▶ _REQUIRED WORK_
**A.** For each statement about the model architecture code, answer yes or no according to whether it agrees with the code, and quote the exact words that decide it. (i) The code imports spectral_norm from torch.nn.utils. (ii) When a GPU is available, the device is set to 'cuda:1'. (iii) Convolution weights are drawn from a normal distribution with standard deviation 0.05.
**B.** Please write out the part of the model architecture code that opens with the words containing "device = 'cuda:0'" and closes with "torch.nn.init.normal_(m.weight.data, 0.0, 0.02)", changing "classname" to "layer_name" throughout.
**C.** Rewrite the paragraph of the model architecture code that begins "def weights_init_normal(m):" as a short list, keeping its main facts.

▶ _PASSAGE SHOWN_
# model architecture

In [3]:
import torch
import torch.nn as nn
from torch.nn import init
import random
import numpy as np
import torch.optim as optim
from torchvision import models
import torch.nn.functional as F
from evaluator import evaluation_model as pre_cla
import copy
from torchvision.utils import make_grid, save_image
import dataset
from dataset import *
from tqdm import tqdm 
import torch.nn.utils.spectral_norm as spectral_norm 
import torch


'''
this model implement cgan+dcgan+wgan, that is:
https://christiancosgrove.com/blog/2018/01/04/spectral-normalization-explained.html
'''

device = 'cuda:0' if torch.cuda.is_available() else 'cpu'
print('GPU State:', device)

def weights_init_normal(m):
    classname = m.__class__.__name__
    if classname.find("Conv") != -1:
        torch.nn.init.normal_(m.weight.data, 0.0, 0.02)

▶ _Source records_
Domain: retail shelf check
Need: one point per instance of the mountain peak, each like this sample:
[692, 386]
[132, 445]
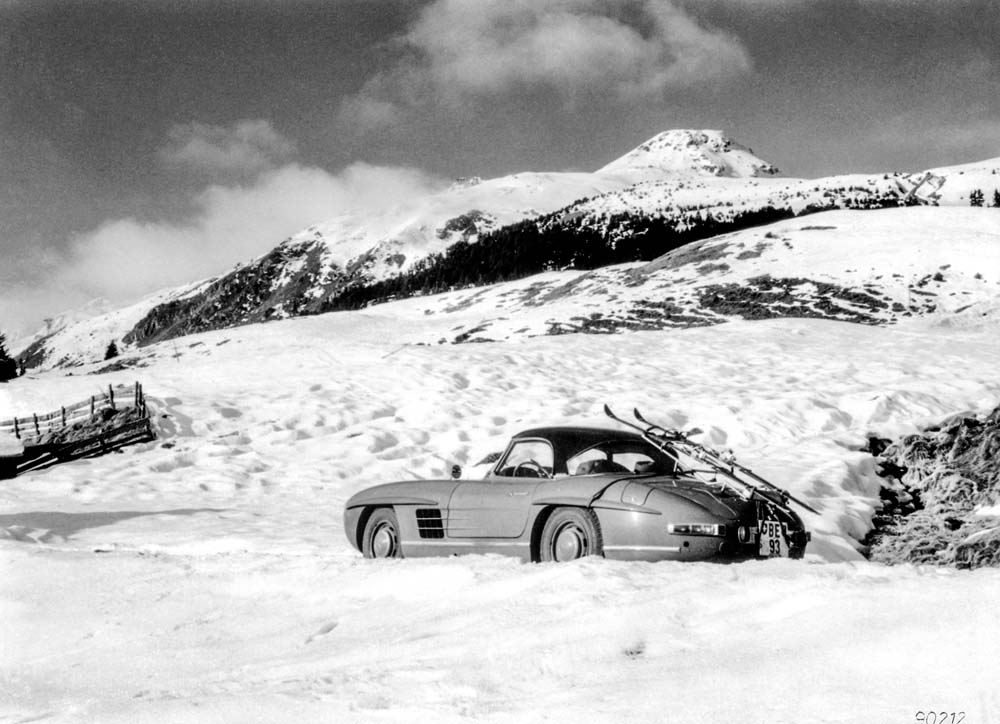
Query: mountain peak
[705, 152]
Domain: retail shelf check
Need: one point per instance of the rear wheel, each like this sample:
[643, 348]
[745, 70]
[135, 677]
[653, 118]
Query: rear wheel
[571, 533]
[381, 538]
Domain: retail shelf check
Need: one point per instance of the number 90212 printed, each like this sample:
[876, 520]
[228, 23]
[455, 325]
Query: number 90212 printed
[939, 717]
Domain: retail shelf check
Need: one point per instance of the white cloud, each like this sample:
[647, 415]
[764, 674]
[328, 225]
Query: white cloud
[124, 259]
[573, 48]
[245, 147]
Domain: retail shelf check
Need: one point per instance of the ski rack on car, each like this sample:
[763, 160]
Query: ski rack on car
[725, 463]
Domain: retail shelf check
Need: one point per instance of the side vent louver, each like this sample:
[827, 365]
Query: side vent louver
[429, 523]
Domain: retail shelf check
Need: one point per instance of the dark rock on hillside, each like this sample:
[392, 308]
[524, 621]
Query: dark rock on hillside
[935, 481]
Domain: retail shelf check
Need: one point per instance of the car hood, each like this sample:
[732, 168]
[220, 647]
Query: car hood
[407, 492]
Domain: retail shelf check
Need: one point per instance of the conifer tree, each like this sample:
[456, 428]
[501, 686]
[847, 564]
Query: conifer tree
[8, 366]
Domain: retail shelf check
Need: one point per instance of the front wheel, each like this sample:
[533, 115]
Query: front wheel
[571, 533]
[381, 538]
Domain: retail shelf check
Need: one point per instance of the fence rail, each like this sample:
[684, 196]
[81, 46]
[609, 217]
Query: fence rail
[32, 429]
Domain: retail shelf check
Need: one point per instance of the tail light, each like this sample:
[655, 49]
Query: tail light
[696, 529]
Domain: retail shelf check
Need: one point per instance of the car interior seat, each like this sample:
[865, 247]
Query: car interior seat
[601, 465]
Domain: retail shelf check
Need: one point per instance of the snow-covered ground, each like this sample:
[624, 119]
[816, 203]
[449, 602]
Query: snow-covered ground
[206, 576]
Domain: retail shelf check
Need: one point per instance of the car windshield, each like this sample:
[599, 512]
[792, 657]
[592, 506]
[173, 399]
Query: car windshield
[528, 459]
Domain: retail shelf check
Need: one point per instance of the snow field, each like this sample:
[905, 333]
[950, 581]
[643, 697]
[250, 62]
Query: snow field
[206, 577]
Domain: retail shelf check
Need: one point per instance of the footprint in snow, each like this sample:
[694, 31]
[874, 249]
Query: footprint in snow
[323, 630]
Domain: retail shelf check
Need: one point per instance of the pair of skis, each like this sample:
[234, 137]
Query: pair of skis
[725, 463]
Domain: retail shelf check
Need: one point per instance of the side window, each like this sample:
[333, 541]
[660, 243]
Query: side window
[528, 459]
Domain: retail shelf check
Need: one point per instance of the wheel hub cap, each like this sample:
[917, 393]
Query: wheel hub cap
[383, 542]
[570, 544]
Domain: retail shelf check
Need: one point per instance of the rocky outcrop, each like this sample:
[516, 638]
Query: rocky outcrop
[941, 494]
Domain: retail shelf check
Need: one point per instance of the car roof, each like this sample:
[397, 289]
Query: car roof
[581, 436]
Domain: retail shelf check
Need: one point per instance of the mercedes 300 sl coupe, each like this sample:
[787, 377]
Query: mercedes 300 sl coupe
[562, 493]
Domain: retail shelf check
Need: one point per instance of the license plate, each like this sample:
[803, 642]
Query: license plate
[772, 539]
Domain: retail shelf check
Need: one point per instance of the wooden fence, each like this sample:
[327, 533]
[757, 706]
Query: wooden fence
[37, 431]
[32, 429]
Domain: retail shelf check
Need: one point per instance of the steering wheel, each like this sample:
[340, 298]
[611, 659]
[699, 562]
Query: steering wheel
[531, 465]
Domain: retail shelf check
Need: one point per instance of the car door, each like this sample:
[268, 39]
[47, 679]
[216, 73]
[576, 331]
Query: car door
[499, 506]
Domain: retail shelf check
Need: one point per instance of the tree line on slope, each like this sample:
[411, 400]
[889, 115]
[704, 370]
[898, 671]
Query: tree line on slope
[533, 246]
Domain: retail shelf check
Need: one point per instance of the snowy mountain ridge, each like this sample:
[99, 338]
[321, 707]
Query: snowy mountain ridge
[656, 196]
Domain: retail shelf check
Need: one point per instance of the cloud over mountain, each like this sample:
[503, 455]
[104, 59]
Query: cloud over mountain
[246, 146]
[457, 49]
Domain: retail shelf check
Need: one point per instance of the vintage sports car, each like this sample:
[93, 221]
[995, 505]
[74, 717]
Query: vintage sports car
[561, 493]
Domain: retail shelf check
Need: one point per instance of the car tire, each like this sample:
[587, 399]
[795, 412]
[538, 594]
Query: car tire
[571, 533]
[381, 537]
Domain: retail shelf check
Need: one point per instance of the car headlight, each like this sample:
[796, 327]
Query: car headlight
[696, 529]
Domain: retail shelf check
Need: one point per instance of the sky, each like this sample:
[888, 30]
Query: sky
[148, 144]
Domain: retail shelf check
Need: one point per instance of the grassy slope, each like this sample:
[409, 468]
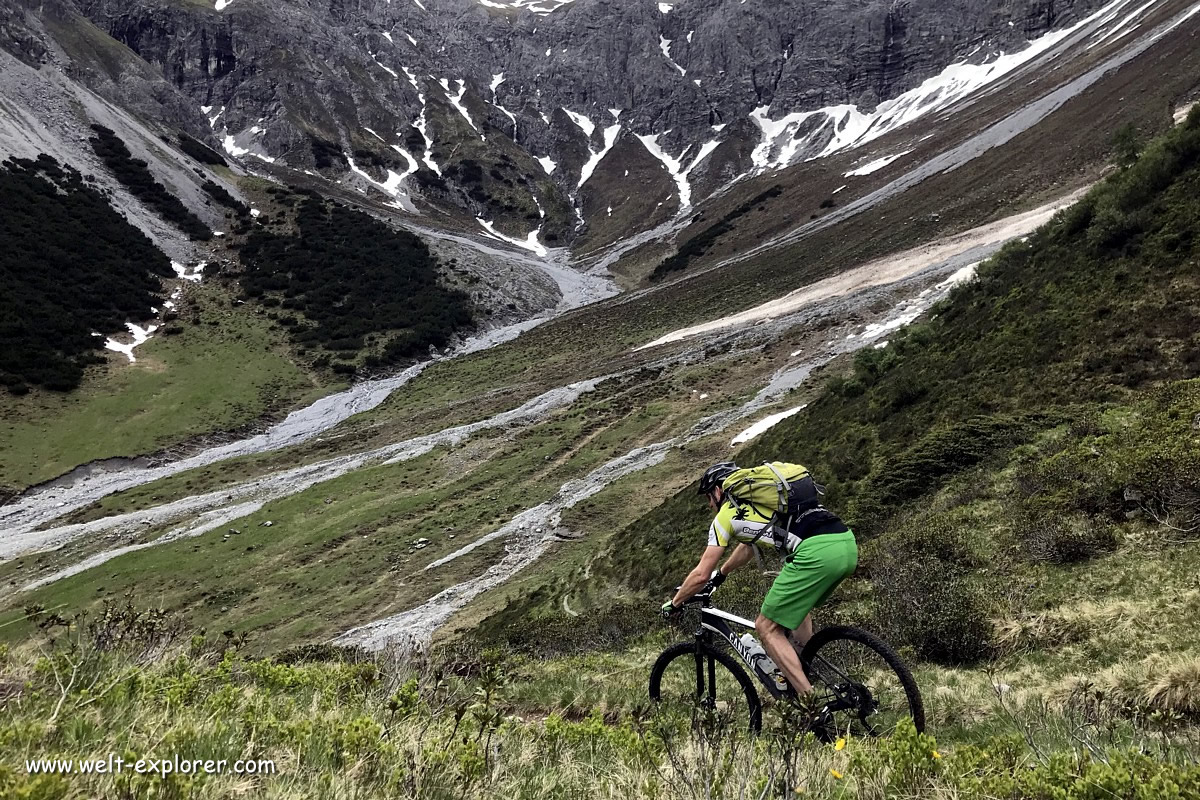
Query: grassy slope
[121, 684]
[341, 552]
[181, 386]
[1024, 471]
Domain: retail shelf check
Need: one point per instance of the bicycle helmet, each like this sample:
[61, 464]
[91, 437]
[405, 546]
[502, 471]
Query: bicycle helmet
[715, 474]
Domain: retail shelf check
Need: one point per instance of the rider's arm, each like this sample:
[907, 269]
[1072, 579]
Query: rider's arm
[699, 577]
[742, 553]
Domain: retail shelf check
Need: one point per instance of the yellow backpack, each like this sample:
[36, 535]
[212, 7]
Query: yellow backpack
[777, 491]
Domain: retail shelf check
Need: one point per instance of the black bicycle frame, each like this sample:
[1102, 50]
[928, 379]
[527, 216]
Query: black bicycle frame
[714, 620]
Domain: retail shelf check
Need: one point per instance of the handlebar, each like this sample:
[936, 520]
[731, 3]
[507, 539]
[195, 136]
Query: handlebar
[703, 597]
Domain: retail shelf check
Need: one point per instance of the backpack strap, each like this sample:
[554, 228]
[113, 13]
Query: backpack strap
[781, 485]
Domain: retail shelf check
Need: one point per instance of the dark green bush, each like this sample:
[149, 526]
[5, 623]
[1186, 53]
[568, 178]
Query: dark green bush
[135, 175]
[1066, 541]
[70, 265]
[351, 276]
[701, 242]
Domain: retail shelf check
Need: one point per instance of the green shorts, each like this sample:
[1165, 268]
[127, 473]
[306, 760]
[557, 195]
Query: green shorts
[809, 577]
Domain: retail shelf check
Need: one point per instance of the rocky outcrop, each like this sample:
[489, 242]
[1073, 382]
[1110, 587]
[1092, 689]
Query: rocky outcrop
[313, 83]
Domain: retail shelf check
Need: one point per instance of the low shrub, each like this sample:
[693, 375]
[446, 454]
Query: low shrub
[1067, 541]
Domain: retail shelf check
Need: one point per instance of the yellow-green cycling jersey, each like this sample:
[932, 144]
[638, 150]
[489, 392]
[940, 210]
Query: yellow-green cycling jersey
[750, 528]
[748, 525]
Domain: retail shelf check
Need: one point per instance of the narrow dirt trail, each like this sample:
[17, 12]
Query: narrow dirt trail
[975, 242]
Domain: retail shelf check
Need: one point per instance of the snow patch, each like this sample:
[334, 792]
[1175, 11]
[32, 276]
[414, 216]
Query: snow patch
[141, 336]
[875, 166]
[585, 124]
[529, 242]
[610, 138]
[825, 131]
[456, 101]
[765, 425]
[395, 184]
[675, 166]
[192, 275]
[665, 46]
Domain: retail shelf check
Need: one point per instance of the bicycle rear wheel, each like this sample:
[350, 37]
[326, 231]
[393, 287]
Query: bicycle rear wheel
[862, 681]
[691, 678]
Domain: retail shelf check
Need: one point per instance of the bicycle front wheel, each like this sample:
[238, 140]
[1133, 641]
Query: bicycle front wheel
[693, 679]
[862, 683]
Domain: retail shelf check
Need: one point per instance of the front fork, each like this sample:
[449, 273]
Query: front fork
[703, 653]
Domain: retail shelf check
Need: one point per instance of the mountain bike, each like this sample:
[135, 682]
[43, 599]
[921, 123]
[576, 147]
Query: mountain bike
[859, 685]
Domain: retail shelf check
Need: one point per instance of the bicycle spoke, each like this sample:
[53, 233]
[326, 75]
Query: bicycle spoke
[699, 690]
[867, 696]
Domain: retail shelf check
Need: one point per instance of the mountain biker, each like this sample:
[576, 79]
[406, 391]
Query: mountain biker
[821, 552]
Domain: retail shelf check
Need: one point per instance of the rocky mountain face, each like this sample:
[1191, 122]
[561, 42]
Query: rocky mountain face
[533, 116]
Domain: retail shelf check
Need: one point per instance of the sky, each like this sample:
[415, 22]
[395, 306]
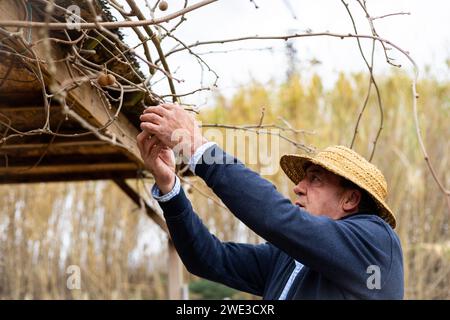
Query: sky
[424, 34]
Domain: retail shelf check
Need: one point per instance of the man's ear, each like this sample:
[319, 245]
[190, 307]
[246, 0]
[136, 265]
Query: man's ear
[351, 200]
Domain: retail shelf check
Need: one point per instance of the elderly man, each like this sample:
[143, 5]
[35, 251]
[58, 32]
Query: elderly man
[335, 242]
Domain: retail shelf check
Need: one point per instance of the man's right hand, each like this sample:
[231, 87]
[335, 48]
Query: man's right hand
[159, 160]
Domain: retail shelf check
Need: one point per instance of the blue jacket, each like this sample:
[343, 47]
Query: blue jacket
[336, 254]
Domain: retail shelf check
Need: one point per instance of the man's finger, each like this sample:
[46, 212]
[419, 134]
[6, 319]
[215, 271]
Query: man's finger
[151, 142]
[140, 138]
[168, 106]
[150, 127]
[158, 110]
[151, 117]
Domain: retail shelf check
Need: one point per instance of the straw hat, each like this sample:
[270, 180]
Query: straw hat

▶ _EXERCISE SOLUTIONS_
**A.**
(i) Yes: "import torch.nn.utils.spectral_norm as spectral_norm"
(ii) No: "device = 'cuda:0' if torch.cuda.is_available() else 'cpu'"
(iii) No: "torch.nn.init.normal_(m.weight.data, 0.0, 0.02)"

**B.**
device = 'cuda:0' if torch.cuda.is_available() else 'cpu'
print('GPU State:', device)

def weights_init_normal(m):
    layer_name = m.__class__.__name__
    if layer_name.find("Conv") != -1:
        torch.nn.init.normal_(m.weight.data, 0.0, 0.02)

**C.**
- Defines a function, weights_init_normal, that takes a module m.
- Reads the name of the module's class.
- If that name contains "Conv", initializes the module's weights from a normal distribution with mean 0.0 and standard deviation 0.02.